__CHALLENGE__: Retype exactly the lines that run from the line with "Mark one point on every instance of the man's fingers" to the final line of the entries, keeping both ends and nothing else.

(Rows from a pointing dataset)
++++++++++
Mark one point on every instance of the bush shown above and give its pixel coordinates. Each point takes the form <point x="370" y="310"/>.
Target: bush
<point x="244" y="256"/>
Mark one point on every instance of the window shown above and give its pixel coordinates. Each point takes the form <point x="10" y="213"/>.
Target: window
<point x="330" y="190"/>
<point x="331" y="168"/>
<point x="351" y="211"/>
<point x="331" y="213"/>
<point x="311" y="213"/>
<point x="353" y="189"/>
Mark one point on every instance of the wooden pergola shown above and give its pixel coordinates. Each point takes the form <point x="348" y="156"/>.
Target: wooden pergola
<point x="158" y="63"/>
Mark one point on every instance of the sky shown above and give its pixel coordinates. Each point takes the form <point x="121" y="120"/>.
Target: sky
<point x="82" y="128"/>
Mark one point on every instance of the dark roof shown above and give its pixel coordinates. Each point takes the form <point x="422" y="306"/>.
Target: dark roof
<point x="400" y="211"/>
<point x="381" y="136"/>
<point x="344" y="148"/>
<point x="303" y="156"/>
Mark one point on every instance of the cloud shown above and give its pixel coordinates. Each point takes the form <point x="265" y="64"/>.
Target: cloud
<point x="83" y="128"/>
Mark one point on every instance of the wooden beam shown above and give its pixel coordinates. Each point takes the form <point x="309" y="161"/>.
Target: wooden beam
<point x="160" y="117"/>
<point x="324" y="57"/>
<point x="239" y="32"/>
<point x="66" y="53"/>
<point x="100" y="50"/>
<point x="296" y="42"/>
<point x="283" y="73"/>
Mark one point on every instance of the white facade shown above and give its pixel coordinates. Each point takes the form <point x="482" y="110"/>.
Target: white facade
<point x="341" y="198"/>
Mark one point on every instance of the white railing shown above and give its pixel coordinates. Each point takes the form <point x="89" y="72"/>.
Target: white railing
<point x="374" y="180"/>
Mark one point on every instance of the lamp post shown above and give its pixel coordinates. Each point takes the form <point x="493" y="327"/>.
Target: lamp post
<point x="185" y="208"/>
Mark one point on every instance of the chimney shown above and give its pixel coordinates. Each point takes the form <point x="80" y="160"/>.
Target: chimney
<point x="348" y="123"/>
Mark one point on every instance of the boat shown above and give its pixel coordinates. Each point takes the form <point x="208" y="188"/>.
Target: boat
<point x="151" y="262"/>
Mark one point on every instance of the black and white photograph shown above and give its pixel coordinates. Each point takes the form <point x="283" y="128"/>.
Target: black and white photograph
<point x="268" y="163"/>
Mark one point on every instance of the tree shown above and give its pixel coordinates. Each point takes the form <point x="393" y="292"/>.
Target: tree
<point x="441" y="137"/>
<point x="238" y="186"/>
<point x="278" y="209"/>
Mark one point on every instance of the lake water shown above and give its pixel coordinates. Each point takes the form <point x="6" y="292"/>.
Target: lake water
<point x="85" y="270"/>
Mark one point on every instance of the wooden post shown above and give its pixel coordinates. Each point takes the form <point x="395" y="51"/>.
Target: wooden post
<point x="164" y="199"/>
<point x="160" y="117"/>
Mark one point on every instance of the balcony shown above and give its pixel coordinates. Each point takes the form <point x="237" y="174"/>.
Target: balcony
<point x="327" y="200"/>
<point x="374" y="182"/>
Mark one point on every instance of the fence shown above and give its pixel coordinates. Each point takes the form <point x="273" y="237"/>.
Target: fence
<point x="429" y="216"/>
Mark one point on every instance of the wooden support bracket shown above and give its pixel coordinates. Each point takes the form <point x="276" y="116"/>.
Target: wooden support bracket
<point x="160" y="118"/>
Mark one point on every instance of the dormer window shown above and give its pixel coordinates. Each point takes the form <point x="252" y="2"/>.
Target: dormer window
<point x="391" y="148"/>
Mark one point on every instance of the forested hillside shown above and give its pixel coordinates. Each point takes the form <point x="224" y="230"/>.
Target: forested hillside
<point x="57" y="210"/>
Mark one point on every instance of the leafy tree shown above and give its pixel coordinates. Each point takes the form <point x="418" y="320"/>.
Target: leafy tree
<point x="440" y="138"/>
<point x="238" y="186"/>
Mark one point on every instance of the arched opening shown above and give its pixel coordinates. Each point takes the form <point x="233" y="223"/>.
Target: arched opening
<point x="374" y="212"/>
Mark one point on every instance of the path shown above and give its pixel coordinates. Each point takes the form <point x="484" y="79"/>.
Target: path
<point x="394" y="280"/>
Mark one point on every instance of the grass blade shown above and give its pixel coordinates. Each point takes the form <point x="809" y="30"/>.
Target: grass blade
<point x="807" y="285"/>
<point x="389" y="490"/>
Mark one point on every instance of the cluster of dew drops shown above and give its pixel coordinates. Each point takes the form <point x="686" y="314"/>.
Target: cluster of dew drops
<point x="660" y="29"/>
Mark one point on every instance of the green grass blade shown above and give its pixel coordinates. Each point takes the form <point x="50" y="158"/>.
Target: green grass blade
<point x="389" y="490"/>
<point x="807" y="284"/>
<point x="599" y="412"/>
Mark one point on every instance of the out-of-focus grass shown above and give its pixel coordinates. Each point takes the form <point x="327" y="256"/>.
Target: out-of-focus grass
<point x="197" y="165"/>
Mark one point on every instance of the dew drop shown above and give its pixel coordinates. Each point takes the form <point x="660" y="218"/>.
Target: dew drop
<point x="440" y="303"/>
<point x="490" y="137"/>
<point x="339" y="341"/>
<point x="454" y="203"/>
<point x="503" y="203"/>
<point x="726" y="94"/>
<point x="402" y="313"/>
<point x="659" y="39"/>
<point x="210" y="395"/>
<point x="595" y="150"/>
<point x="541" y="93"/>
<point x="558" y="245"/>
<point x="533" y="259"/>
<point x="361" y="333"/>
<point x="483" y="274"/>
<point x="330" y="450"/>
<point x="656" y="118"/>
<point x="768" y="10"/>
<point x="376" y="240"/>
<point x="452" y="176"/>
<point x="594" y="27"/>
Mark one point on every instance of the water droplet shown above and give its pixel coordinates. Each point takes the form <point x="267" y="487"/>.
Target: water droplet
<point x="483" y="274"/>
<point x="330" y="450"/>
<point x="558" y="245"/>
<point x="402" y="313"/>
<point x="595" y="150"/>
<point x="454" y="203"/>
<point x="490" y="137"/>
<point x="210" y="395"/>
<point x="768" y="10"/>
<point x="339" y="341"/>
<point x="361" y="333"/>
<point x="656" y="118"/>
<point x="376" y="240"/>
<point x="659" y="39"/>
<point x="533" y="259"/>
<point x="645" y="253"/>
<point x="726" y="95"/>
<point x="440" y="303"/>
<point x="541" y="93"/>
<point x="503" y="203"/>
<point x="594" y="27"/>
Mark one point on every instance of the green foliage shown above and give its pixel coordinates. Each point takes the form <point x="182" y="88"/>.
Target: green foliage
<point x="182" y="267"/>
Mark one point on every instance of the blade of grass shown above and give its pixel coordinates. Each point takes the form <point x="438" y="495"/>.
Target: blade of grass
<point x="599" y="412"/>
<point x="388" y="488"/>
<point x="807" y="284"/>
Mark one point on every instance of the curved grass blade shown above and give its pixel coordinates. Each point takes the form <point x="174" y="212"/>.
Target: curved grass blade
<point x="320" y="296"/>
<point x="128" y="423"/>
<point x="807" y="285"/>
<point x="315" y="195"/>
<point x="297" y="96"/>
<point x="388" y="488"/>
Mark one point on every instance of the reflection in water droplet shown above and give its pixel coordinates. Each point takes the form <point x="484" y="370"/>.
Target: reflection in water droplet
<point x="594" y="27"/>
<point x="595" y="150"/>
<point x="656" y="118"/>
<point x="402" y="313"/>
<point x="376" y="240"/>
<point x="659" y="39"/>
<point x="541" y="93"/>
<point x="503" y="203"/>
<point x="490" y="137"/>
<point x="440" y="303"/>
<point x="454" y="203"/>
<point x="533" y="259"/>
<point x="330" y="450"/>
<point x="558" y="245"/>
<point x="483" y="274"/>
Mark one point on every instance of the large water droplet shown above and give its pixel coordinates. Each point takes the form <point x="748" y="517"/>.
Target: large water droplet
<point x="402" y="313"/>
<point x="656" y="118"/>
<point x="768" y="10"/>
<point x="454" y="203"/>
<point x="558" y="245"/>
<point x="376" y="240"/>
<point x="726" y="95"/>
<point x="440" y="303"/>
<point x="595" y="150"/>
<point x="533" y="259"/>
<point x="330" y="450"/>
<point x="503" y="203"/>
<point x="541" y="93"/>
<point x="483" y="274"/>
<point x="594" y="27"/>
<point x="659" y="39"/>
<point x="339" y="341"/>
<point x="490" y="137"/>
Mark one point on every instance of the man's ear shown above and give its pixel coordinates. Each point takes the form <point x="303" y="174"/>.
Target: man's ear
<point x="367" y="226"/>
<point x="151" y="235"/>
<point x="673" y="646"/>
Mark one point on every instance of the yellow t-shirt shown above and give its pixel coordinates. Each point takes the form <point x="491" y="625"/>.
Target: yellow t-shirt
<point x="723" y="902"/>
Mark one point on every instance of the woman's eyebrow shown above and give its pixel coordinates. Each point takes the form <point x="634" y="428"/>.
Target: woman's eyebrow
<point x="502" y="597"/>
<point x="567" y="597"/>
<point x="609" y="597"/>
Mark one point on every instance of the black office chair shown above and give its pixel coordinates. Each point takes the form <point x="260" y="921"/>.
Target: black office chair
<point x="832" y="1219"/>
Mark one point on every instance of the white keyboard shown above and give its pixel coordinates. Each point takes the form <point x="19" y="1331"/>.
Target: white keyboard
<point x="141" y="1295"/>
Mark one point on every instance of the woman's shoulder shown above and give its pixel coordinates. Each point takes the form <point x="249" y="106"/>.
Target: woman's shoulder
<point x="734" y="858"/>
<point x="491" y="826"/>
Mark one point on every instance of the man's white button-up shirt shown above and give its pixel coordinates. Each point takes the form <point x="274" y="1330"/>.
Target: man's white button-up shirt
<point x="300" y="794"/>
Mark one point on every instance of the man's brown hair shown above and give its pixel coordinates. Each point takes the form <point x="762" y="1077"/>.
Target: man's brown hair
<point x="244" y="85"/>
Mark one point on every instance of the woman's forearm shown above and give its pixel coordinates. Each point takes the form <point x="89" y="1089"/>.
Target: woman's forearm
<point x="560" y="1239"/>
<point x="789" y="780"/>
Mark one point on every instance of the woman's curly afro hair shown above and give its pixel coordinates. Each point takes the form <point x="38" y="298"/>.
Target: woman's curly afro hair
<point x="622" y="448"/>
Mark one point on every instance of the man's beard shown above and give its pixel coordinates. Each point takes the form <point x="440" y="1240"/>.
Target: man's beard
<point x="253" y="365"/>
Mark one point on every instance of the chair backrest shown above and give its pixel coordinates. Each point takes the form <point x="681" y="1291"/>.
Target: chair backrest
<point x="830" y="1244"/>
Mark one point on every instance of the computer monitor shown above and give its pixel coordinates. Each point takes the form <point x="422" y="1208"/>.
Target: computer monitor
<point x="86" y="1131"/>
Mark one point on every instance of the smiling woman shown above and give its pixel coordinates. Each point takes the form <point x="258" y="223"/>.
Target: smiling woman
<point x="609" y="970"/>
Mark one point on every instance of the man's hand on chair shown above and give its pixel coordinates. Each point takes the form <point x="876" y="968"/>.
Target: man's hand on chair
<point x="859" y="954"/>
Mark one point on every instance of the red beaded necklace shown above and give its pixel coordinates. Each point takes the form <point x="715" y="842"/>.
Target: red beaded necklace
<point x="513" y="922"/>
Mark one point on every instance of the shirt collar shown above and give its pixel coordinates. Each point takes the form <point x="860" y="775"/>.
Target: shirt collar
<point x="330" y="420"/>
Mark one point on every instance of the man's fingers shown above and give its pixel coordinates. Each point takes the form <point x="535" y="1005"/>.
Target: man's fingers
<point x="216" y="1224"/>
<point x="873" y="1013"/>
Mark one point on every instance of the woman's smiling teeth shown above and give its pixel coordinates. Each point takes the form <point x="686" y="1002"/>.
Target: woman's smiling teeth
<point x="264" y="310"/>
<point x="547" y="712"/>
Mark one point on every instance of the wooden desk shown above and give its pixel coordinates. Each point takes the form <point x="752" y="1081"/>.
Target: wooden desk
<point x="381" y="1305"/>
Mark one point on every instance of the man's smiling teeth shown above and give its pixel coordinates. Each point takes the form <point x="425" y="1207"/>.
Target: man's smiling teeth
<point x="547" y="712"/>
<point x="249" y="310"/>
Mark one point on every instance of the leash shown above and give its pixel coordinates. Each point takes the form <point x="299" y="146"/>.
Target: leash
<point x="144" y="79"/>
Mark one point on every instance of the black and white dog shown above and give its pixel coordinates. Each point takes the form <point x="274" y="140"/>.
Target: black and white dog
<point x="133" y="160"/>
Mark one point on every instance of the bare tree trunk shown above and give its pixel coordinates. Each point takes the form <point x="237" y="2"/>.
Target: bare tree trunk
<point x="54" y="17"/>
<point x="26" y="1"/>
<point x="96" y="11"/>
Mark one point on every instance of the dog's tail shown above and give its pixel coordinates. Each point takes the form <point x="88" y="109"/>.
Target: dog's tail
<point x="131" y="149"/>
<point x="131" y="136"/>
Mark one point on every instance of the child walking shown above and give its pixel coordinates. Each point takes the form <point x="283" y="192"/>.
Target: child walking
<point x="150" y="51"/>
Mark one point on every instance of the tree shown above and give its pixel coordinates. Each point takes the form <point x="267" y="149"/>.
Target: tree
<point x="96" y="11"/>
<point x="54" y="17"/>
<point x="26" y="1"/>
++++++++++
__FINAL RESULT__:
Mark one point on every instance of the man's fingers shown above and give its pixel coordinates. Each point takes the form <point x="535" y="1005"/>.
Target: man's fingers
<point x="216" y="1224"/>
<point x="873" y="1013"/>
Mark one point on every instance of the woman's smiling teeth shown above and give its pixel coordinates. Each point takes the form <point x="686" y="1002"/>.
Target: woman's smiling teeth
<point x="264" y="310"/>
<point x="547" y="712"/>
Mark one point on every instance of the wooden desk shown above and give its pixel coordinates. Each point takes the form <point x="752" y="1081"/>.
Target: wooden desk
<point x="381" y="1305"/>
Mark one point on every instance of the man's smiling teeth shown above and give its pixel coordinates. Each point takes the form <point x="425" y="1207"/>.
Target: man's smiling teeth
<point x="547" y="712"/>
<point x="249" y="310"/>
Mark one point on every instance of the leash shown above and give its pixel coordinates. Each point takes the form <point x="299" y="146"/>.
Target: leash
<point x="144" y="79"/>
Mark one point on every instance of the black and white dog shown above and give its pixel coordinates. Each point takes the form <point x="274" y="140"/>.
Target: black and white dog
<point x="133" y="160"/>
Mark one point on every instance of the bare tree trunk shown above and give its pixel coordinates. Each point takes the form <point x="237" y="2"/>.
Target: bare tree trunk
<point x="54" y="17"/>
<point x="26" y="1"/>
<point x="96" y="11"/>
Mark one point on every instance of the dog's tail shown above and give its pixel coordinates. Each point takes the form <point x="88" y="109"/>.
Target: dog's tail
<point x="131" y="149"/>
<point x="131" y="136"/>
Mark one point on every instance of the child walking shown above and give its pixel coordinates. Each point takes the form <point x="283" y="192"/>.
Target: child walking
<point x="150" y="51"/>
Mark one point on every instance of the tree shown above and give its pixel coordinates. Each point takes the form <point x="267" y="149"/>.
Target: tree
<point x="96" y="11"/>
<point x="54" y="17"/>
<point x="26" y="1"/>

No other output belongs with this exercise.